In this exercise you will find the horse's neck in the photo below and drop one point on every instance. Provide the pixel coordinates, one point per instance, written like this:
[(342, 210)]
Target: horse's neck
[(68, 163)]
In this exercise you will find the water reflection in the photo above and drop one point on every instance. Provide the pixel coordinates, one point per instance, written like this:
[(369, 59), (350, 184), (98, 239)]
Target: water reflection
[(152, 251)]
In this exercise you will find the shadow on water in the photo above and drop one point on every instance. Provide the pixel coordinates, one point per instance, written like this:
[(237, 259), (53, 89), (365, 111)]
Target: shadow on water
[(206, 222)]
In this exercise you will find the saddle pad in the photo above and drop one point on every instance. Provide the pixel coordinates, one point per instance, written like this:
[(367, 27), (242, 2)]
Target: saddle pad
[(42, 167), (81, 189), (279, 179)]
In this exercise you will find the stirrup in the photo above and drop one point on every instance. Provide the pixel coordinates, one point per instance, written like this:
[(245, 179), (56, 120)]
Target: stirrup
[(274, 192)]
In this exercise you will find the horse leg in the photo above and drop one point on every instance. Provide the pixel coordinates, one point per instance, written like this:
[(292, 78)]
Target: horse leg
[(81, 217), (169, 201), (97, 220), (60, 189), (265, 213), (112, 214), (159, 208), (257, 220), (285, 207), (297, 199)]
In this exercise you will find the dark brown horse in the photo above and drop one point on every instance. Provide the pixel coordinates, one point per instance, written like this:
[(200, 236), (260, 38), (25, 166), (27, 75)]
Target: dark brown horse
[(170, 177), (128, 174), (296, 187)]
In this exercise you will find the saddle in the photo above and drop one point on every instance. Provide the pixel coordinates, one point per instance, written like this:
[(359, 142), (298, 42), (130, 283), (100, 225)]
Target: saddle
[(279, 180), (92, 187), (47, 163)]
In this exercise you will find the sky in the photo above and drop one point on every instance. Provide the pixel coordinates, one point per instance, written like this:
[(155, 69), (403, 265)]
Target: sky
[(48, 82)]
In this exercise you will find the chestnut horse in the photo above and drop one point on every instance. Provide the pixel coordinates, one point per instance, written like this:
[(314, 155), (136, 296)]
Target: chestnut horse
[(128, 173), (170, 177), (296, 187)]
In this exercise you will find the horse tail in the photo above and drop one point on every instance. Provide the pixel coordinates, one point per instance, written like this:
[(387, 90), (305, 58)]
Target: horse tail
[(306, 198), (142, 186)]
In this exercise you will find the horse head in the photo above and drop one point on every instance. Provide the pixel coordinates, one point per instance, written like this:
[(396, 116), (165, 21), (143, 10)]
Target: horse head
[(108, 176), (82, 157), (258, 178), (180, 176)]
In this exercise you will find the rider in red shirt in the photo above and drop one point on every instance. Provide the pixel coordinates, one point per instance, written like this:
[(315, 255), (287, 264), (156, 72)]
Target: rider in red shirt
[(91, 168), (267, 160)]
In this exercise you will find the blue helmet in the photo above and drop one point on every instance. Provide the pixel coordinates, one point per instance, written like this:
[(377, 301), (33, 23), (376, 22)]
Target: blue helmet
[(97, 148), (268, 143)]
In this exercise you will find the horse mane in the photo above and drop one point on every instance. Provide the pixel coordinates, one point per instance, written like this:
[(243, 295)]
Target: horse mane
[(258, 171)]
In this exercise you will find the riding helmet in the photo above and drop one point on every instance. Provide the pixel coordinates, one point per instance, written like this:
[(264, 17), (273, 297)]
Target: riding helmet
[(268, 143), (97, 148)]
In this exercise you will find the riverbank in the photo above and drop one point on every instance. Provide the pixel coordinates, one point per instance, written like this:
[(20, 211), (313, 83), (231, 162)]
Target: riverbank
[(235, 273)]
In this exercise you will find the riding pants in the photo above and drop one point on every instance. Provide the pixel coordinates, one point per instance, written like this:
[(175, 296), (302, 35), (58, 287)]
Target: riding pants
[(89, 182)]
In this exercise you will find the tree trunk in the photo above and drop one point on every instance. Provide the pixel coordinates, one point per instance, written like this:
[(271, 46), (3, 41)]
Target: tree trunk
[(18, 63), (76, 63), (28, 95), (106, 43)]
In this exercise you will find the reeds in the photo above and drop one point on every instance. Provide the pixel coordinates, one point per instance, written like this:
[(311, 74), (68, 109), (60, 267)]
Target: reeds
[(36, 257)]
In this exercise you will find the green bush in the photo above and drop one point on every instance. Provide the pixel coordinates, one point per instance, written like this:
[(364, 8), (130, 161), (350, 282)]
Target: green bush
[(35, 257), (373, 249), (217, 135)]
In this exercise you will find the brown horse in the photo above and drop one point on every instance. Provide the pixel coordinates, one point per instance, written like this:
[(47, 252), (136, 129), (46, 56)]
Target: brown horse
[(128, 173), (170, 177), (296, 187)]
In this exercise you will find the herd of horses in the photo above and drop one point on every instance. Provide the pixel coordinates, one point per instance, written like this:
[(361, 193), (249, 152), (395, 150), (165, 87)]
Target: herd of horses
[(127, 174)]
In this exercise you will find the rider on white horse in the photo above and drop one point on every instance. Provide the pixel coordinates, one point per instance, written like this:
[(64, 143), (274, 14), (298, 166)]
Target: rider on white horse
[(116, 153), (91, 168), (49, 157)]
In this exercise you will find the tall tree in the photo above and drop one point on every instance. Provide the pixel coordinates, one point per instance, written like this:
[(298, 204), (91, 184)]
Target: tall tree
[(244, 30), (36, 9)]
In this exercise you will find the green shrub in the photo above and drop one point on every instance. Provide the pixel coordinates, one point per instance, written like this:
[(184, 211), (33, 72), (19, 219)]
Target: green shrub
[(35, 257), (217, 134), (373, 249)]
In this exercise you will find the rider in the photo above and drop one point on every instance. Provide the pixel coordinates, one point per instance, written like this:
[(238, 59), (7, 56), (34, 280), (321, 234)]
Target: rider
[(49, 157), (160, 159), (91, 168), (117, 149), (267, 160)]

————

Exercise description -
The full material has to be written out again exactly as shown.

Answer area -
In this exercise you will find the horse's neck in the photo below and drop one point on every instance. Provide the pixel coordinates, one point per instance, written like this:
[(342, 210)]
Target: horse's neck
[(68, 163)]
In this exercise you will find the water reflection in the photo above and drop one point on every instance. Provide the pixel coordinates, one point per instance, written like this:
[(369, 59), (350, 184), (98, 239)]
Target: water reflection
[(152, 251)]
In this exercise you will find the shadow on water in the photo above and drop one point on every instance. Provide the pixel coordinates, one point per instance, written like this:
[(237, 259), (53, 89), (365, 111)]
Target: shadow on water
[(206, 222)]
In this exercise you will find the saddle pad in the photo above and drop one point on every instance. Provide the pixel coordinates, one point per instance, written like this:
[(367, 27), (242, 2)]
Target: saddle pad
[(42, 167), (81, 189), (279, 179)]
In this exercise you will find the stirrup in the photo above and drop one point on every instance. Provide the pixel coordinates, one point per instance, written like this:
[(245, 179), (56, 120)]
Target: stirrup
[(274, 192)]
In this exercise you will find the horse leg in the photo above and drop one point on every instance. Provide the pixel coordinates, one point per instance, written like this:
[(292, 78)]
Target: horse leg
[(81, 217), (169, 201), (97, 220), (60, 189), (265, 213), (112, 214), (159, 208), (257, 220), (285, 207), (297, 199)]
In this exercise you will find the dark brown horse in the photo above and drop one point on every instance. Provide the pixel coordinates, one point per instance, written like this:
[(200, 236), (260, 38), (25, 166), (27, 75)]
Target: dark brown horse
[(170, 177), (128, 174), (296, 187)]
In this exercise you will find the saddle in the photo above and drop one point on every instance. Provide the pixel coordinates, one point per instance, written like this:
[(359, 142), (298, 42), (130, 283), (100, 225)]
Target: saddle
[(279, 180), (92, 187), (47, 163)]
In this exercise you will find the sky in the photo above and drop one point on every instance. Provide the pixel coordinates, one point per instance, written like this:
[(155, 69), (403, 265)]
Target: sky
[(48, 82)]
In this exercise you will find the chestnut horse in the photo above and drop one point on every instance. Provide the pixel coordinates, one point per instance, written like this:
[(314, 155), (136, 296)]
Target: chestnut horse
[(128, 173), (170, 177), (296, 187)]
In this exercise you will find the horse tail in the photo above and drop one point on every instance. Provide the pixel coordinates, one point per instance, written like this:
[(387, 90), (305, 58)]
Target: horse tail
[(306, 198), (142, 186)]
In this exercise you will find the horse head in the photo above and drop one point on every instance. Provide the pixel coordinates, one point per instance, written like this:
[(396, 116), (165, 21), (143, 10)]
Target: horse head
[(108, 176), (82, 157), (258, 178), (180, 176)]
In this exercise you will find the rider in red shirt in the photo above and drop one point on every instance. Provide the pixel coordinates, one point per instance, written like this:
[(315, 255), (287, 264), (156, 72)]
Target: rider in red shirt
[(91, 168), (267, 160)]
In this exercise you will find the blue helmet in the photo above and drop one point on every instance. Provide the pixel coordinates, one point per instance, written like this:
[(377, 301), (33, 23), (376, 22)]
Target: blue helmet
[(97, 148), (268, 143)]
In this exercise you will find the horse mane in the photo above and drop one point on every instance. Provide the pixel coordinates, one point per instance, written like this:
[(243, 295)]
Target: horse mane
[(258, 171)]
In this exercise you will find the riding helmet in the photo above and drop one point on every instance. Provide the pixel coordinates, one point per instance, written like this:
[(264, 17), (273, 297)]
Target: riding helmet
[(268, 143), (97, 148)]
In this exercise you will find the riverbank in the photo above and drop one point on every instance. Provide the pixel coordinates, one point per instance, written like this:
[(20, 211), (313, 83), (231, 162)]
Target: riverbank
[(235, 273)]
In this exercise you will find the riding pants in the photo above and drop one point on every instance. Provide the pixel coordinates, one point per instance, written like this:
[(175, 296), (302, 35), (58, 287)]
Target: riding pants
[(89, 182)]
In this exercise you will find the tree trunk in the photo above and drop one point on every instance. Provide the pixel coordinates, one point per instance, written like this:
[(271, 46), (3, 41)]
Target: tree trunk
[(18, 63), (76, 63), (28, 95), (106, 43)]
In this exercise you will find the reeds in the photo above and drop one point on every instance. Provide the pixel coordinates, one point per instance, written like this:
[(311, 74), (68, 109), (60, 267)]
Target: reeds
[(36, 257)]
In this exercise you will find the green bush in the photo above and drop one point on every instance. Provide the pixel coordinates, one point per instance, written like this:
[(364, 8), (130, 161), (350, 282)]
Target: green bush
[(35, 257), (373, 249), (217, 135)]
In this exercise you will find the brown horse in the photo above and drop one point on every instance. Provide the pixel coordinates, one point per instance, written like this:
[(47, 252), (136, 129), (46, 56)]
Target: brown horse
[(128, 173), (170, 177), (296, 187)]
In this exercise you will find the herd of horses in the photo above and drop one point on every instance. Provide the pixel coordinates, one point per instance, written like this:
[(361, 193), (249, 152), (395, 150), (165, 87)]
Target: herd of horses
[(127, 174)]
In this exercise you will find the rider on white horse in the photo above and drop one point on every instance. Provide the pixel coordinates, one point per instance, written like this:
[(64, 143), (274, 14), (298, 166)]
Target: rider on white horse
[(116, 153), (91, 168), (49, 157)]
In this exercise you will find the tall tree in the photo above and drop one point on every instance. Provide the pixel coordinates, one point per instance, written like this:
[(298, 204), (91, 184)]
Target: tall tree
[(244, 30), (36, 9)]
In this exercise you will find the green shrub in the photo above and drop one point on every instance. Provide the pixel coordinates, one point per instance, written like this:
[(184, 211), (33, 72), (19, 219)]
Target: green shrub
[(35, 257), (217, 134), (373, 249)]
In this exercise you will find the rider in the photo above and drop one point on every instance. Provide the pixel coordinates, one point per instance, written like this:
[(238, 59), (7, 56), (34, 280), (321, 234)]
Target: rider
[(49, 157), (160, 159), (91, 168), (117, 149), (267, 160)]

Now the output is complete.